Medicaid funds shouldn’t be used to subsidize state taxes on health care
Congress has decided to stop forcing federal taxpayers to subsidize people who live under state governments intent on levying excessive income taxes. Now, how about ending federal subsidies rewarding states that tax the heck out of health care?
When the federal government matches state payments for health services covered by Medicaid, it also matches state taxes on physicians, managed care companies, hospitals, outpatient care, nursing homes, and intermediate care facilities. The higher the taxes, the higher the matching funds. Paying states to increase health care costs is such transparently bad policy even Joe Biden called it “a scam.”
Suppose a Medicaid patient covered under the ObamaCare Medicaid expansion needs outpatient surgery and the surgery center bill is $2,000. The current federal Medicaid matching rate for this patient is 95 percent of the total bill. The state pays $100 for the patient’s care. The federal government pays $1,900.
{mosads}If the state follows West Virginia’s lead and imposes a 2.5 percent tax on outpatient hospital services the total bill rises to $2,050. The state pays $102.50. The federal government pays $1,947.50. As the outpatient facility must remit all the taxes it collects from the state to the state, the state gets its extra payment of $2.50 back while enjoying the extra $47.50 in federal Medicaid matching funds its health care tax generates.

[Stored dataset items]

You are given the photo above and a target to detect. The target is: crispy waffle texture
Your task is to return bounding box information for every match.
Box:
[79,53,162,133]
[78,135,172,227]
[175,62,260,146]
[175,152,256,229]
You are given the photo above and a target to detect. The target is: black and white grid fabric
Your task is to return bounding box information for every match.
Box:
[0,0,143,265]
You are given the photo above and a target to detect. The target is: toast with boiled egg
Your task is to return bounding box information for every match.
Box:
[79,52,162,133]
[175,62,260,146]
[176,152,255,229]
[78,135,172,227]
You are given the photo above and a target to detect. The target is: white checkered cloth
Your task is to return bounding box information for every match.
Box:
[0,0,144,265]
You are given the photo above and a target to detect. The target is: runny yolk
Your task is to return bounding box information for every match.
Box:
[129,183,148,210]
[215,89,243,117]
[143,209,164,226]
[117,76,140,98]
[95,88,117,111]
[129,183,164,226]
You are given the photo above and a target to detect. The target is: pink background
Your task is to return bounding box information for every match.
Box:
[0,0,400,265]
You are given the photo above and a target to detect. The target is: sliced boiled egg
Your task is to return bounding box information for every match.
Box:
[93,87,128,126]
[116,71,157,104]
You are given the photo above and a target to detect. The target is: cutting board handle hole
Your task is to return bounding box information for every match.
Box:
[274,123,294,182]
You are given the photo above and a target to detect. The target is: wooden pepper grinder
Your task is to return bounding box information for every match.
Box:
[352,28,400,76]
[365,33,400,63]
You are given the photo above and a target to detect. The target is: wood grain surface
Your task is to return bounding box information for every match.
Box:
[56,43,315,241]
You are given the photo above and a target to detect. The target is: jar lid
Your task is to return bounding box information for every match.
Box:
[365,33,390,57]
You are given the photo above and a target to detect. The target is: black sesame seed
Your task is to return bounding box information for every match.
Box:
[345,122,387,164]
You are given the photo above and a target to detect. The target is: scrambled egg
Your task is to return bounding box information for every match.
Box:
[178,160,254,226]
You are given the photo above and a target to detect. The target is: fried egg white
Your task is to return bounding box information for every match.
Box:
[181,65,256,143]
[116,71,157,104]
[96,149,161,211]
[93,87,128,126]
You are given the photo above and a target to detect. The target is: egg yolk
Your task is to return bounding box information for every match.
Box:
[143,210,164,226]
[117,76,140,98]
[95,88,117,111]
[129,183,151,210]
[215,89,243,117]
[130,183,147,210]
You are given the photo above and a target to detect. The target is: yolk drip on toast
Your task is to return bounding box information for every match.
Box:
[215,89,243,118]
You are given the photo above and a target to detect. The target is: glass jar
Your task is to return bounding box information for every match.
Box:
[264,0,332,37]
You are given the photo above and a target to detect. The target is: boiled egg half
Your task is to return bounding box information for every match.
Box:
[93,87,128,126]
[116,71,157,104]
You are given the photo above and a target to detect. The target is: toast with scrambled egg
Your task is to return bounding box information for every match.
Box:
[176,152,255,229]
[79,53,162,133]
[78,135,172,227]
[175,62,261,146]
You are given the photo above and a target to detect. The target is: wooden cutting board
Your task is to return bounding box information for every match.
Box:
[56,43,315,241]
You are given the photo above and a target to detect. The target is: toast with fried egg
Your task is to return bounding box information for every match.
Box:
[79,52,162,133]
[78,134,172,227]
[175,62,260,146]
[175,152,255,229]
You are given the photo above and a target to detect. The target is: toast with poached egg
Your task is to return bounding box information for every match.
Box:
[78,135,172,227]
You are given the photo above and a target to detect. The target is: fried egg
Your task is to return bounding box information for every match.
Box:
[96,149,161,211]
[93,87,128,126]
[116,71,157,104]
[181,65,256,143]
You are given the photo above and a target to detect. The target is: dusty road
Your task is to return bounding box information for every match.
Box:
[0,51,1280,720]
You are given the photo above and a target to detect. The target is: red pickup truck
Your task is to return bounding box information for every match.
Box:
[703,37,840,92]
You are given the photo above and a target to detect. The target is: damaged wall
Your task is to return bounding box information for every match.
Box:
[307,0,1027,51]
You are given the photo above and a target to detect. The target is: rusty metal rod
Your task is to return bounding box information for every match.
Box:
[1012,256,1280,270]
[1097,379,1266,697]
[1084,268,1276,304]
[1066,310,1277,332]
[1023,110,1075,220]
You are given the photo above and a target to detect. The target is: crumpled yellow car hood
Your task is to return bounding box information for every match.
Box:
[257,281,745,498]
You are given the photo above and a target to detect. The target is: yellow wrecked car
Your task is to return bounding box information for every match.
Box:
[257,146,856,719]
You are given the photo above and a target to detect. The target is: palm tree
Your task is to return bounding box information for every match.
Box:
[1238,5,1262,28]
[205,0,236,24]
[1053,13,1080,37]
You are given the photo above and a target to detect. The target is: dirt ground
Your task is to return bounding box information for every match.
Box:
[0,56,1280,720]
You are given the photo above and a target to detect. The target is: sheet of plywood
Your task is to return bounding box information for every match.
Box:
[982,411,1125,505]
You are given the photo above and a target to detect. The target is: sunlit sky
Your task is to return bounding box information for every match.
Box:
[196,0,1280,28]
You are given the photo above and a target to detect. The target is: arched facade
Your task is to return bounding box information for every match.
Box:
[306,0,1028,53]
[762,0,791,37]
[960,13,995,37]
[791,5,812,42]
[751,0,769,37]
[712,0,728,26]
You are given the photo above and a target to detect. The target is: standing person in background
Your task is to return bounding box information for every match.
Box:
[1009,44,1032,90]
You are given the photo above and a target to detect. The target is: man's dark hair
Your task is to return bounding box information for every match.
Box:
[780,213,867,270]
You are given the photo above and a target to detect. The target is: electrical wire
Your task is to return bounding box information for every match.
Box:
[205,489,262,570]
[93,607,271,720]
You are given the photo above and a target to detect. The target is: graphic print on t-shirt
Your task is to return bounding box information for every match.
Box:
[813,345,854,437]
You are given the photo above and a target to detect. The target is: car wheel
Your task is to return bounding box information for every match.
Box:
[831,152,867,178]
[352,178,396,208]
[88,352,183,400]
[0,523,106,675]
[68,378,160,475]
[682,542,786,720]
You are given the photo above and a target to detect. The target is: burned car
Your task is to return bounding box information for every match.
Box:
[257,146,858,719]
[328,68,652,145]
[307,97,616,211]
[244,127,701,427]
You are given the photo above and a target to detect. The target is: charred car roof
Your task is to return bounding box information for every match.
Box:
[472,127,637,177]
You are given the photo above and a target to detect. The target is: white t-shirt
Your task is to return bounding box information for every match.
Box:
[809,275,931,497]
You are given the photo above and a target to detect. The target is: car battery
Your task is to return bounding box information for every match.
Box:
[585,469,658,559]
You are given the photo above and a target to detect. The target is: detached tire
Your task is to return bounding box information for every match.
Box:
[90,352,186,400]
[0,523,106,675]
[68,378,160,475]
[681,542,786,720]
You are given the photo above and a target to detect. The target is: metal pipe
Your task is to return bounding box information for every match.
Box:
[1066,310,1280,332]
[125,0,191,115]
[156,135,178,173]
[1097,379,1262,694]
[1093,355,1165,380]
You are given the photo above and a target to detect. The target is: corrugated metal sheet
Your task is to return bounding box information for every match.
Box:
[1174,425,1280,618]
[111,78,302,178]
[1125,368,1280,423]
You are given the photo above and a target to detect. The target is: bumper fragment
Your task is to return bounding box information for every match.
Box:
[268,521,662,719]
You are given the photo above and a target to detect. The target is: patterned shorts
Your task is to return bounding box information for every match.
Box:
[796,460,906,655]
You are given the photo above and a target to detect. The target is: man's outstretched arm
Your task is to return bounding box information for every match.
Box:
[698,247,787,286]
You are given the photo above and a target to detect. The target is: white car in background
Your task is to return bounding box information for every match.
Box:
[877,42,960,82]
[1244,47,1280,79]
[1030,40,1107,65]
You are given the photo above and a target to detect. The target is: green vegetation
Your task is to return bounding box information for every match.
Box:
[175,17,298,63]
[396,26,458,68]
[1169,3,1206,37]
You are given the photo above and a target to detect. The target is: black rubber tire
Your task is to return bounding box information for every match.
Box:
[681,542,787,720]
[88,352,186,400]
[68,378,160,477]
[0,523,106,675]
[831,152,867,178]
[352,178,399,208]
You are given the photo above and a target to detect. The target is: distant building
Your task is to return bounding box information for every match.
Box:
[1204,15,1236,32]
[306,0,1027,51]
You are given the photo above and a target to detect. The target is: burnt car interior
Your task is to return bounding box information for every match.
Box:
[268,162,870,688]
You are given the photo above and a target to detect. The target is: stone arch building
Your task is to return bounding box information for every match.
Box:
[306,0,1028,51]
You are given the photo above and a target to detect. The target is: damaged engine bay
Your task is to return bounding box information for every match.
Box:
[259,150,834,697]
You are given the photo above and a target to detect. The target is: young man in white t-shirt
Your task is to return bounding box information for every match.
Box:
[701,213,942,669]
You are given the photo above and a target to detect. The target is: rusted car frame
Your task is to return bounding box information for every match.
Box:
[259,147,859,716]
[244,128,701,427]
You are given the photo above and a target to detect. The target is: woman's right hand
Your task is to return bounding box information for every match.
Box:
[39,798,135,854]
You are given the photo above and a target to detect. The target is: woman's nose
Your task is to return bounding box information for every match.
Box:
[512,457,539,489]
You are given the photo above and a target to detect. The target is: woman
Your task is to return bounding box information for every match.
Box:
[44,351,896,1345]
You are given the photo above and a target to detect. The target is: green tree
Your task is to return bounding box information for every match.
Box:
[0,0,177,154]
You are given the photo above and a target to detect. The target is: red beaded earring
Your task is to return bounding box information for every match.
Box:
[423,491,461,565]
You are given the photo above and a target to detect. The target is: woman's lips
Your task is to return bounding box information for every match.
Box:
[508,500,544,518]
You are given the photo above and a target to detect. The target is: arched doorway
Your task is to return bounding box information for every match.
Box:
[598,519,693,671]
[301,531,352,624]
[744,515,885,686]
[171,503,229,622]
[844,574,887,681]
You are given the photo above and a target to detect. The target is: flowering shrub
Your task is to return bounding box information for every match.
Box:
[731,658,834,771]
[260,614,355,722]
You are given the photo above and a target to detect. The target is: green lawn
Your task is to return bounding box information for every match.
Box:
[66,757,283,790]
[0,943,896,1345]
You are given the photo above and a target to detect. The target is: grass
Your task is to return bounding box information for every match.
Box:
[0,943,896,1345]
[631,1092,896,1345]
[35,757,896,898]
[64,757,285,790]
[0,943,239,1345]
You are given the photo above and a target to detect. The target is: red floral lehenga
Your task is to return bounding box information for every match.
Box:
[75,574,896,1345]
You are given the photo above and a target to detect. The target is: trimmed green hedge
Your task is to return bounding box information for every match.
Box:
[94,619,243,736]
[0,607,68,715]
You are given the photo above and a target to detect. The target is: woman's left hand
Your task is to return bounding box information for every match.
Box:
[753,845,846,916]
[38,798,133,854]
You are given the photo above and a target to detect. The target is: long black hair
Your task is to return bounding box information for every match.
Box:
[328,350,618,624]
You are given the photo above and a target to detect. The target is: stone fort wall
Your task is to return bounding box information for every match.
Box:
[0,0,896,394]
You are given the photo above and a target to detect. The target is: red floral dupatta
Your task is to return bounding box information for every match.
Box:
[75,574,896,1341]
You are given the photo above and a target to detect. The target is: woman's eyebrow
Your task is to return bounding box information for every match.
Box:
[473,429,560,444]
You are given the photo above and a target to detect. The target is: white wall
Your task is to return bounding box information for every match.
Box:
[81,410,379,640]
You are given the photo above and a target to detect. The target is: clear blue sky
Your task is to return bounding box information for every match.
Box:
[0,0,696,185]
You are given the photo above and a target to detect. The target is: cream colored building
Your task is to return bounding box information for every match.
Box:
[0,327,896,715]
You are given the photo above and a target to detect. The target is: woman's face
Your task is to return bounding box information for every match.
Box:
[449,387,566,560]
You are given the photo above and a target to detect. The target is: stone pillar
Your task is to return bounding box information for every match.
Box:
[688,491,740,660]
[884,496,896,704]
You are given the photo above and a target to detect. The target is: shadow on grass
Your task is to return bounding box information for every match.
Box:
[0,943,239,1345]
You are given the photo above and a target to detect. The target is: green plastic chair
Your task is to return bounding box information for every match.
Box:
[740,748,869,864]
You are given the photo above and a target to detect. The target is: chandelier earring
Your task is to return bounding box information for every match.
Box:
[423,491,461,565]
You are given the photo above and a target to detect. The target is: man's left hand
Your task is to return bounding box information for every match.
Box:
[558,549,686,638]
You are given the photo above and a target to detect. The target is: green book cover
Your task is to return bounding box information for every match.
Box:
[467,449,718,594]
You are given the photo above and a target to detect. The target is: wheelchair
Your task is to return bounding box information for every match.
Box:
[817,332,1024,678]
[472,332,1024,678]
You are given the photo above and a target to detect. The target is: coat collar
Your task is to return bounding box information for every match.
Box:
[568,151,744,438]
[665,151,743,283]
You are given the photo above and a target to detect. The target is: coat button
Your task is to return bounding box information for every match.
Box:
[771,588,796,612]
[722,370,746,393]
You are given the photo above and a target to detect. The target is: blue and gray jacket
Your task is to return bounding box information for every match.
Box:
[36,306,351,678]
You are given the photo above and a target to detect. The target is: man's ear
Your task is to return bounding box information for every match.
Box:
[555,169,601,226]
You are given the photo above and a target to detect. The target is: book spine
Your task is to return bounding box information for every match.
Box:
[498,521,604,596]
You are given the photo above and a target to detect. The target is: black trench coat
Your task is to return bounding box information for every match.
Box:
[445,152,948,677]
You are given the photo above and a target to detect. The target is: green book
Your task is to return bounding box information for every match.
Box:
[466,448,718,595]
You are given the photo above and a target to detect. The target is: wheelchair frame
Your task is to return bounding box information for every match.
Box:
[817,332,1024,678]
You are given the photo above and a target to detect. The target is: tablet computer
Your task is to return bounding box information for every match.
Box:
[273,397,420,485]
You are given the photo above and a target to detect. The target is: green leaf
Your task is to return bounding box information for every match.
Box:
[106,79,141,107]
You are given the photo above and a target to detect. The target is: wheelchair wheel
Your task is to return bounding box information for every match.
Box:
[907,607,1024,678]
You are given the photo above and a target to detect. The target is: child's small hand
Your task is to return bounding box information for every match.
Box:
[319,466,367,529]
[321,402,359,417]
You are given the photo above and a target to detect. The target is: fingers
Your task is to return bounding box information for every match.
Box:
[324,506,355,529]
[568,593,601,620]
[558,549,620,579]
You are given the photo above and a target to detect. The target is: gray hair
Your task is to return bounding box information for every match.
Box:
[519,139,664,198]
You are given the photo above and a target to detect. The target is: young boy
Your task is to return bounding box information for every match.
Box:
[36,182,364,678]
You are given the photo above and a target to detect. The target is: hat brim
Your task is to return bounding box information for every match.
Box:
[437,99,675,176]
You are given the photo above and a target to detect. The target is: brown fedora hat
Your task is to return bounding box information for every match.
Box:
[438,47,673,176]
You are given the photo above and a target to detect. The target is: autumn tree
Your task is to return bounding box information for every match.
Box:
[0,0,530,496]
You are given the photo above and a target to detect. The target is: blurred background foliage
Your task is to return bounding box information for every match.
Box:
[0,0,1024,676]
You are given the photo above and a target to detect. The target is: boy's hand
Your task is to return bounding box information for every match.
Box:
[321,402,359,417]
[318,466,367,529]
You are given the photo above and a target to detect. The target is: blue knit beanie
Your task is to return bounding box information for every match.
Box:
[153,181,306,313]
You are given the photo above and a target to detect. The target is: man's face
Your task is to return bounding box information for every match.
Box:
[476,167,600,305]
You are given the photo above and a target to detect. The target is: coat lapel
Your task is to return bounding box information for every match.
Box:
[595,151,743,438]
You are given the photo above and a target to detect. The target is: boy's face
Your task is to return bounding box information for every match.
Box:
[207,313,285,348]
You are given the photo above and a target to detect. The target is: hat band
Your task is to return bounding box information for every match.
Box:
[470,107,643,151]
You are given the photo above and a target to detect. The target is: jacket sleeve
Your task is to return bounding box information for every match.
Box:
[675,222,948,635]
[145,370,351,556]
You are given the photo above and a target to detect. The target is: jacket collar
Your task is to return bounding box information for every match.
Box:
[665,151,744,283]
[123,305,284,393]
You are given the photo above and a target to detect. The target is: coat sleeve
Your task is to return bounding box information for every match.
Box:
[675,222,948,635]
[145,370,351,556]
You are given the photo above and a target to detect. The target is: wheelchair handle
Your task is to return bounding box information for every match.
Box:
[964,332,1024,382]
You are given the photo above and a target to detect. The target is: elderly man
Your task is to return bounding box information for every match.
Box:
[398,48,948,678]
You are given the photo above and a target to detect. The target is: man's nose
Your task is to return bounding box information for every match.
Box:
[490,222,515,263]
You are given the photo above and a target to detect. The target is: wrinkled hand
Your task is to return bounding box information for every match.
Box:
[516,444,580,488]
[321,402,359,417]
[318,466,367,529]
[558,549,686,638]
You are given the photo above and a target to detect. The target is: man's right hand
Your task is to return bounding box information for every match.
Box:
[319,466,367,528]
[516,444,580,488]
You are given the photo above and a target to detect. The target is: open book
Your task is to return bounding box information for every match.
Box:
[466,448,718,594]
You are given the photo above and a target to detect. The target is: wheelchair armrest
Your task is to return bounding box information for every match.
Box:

**Things to do**:
A. List every kind of health care provider or service that the Medicaid article says states tax and the federal government then matches.
B. Write a continuation of the Medicaid article, starting after its final sentence.
The stored data is separate material and is not part of the Medicaid article.

**Answers to the exercise**:
A.
- Physicians
- Managed care companies
- Hospitals
- Outpatient care
- Nursing homes
- Intermediate care facilities

B.
The extra money to pay that tax must come from somewhere. In the real world, customers almost always end up paying for taxes on service providers. An outpatient provider tax raises costs for everyone who uses any outpatient services. Costs go up for the privately insured, raising premiums. They increase for patients covered by self-financed employer plans, lowering wages. They rise for patients who pay cash for the service. They also increase Medicare costs.
In 2014, the Government Accountability Office (GAO) estimated state Medicaid provider tax collections had risen to $18.7 billion in 2012, up from $9.7 billion in 2008. The Medicaid and CHIP Payment and Access Commission (MACPAC) estimated that the federal provider tax match increased the federal share of net Medicaid provider payments by almost 5 percent in 2012. With Medicaid outlays for medical assistance payments equaling about $233.8 billion in 2012, this means provider taxes raised federal Medicaid spending by about $11.5 billion, enough to pay for almost the entire 2012 budget of the federal Department of Commerce or all of Texas’ 2013 state spending on Medicaid. In 2012, the GAO found that 505 hospitals in 39 states had received total Medicaid payments that were $2.7 billion higher than their total cost of providing Medicaid services, with some running Medicaid surpluses in the “tens of millions of dollars.”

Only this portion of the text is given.